=== Auszug ===
#####

Erinnerungen
Sari Nusseibeh über sein Leben und den israelisch-palästinensischen Konflikt
Das Bild der Palästinenser in Europa ist alles andere als differenziert. Mal begegnen sie uns als hasserfüllte Terroristen, wenn sie sich als Selbstmordattentäter zusammen mit einem Schulbus israelischer Schulkinder in die Luft sprengen. Dann wieder als Opfer einer rigiden Besatzungspolitik, wenn Jugendliche mit Steinen nach israelischen Kampfpanzern werfen. Uniformierte Kämpfer, die mit ihren Kalaschnikows vor den Kameras posieren, weinende Mütter, die nach einem Luftangriff um ihre Kinder trauern - diese Bilder sind vertraut.
Einen Platz für andere Gestalten zwischen all den Kämpfern, Terroristen, Steine werfenden Jugendlichen und weinenden Mütter scheint es kaum zu geben. Wo bleiben Ärzte, Wissenschaftler oder Intellektuelle? Sari Nusseibeh, Rektor der arabischen Al-Quds-Universität in Jerusalem, gehört ohne Zweifel zur intellektuellen Elite seines Volkes. Das beweist auch sein kürzlich erschienenes Buch "Es war einmal ein Land", in dem der 1949 geborene Nusseibeh seine persönlichen Lebenserinnerungen mit der Geschichte des israelisch-palästinensischen Konfliktes verbindet.

#####

=== Aufgabe ===
Beantworte drei Fragen zum Auszug über Sari Nusseibeh:
1. Womit werfen Jugendliche im Auszug nach israelischen Kampfpanzern?
2. Welches Amt hat Sari Nusseibeh inne?
3. In welchem Jahr wurde er geboren?

=== Einträge aus einer Sammlung ===

#####

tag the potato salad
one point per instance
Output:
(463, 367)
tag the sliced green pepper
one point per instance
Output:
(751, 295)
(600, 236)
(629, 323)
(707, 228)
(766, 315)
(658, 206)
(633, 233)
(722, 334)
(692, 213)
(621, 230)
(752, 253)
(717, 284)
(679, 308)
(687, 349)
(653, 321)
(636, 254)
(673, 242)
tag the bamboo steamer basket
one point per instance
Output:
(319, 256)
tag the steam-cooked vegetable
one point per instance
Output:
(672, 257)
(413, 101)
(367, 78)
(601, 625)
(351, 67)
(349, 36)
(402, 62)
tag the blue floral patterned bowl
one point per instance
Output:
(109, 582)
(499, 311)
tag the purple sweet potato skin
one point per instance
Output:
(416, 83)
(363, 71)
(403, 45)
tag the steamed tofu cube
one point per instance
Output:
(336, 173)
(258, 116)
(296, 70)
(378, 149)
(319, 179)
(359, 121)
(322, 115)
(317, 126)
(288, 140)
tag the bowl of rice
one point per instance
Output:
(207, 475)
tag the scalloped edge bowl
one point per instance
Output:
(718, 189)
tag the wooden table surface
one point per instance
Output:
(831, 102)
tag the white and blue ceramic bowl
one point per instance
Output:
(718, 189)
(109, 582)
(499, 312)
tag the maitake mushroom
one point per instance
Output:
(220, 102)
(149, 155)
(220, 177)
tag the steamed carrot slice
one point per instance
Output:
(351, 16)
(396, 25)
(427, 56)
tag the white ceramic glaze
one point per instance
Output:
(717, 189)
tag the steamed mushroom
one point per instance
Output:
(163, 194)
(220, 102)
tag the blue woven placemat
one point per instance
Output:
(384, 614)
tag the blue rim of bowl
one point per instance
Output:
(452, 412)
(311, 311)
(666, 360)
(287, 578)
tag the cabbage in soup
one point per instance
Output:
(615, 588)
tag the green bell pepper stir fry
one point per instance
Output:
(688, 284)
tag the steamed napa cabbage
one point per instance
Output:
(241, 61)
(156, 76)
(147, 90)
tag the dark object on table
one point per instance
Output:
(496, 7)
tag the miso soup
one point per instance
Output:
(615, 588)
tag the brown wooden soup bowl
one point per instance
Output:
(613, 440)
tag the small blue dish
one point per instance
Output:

#####

=== Lösung ===
1. Mit Steinen.
2. Er ist Rektor der arabischen Al-Quds-Universität in Jerusalem.
3. 1949.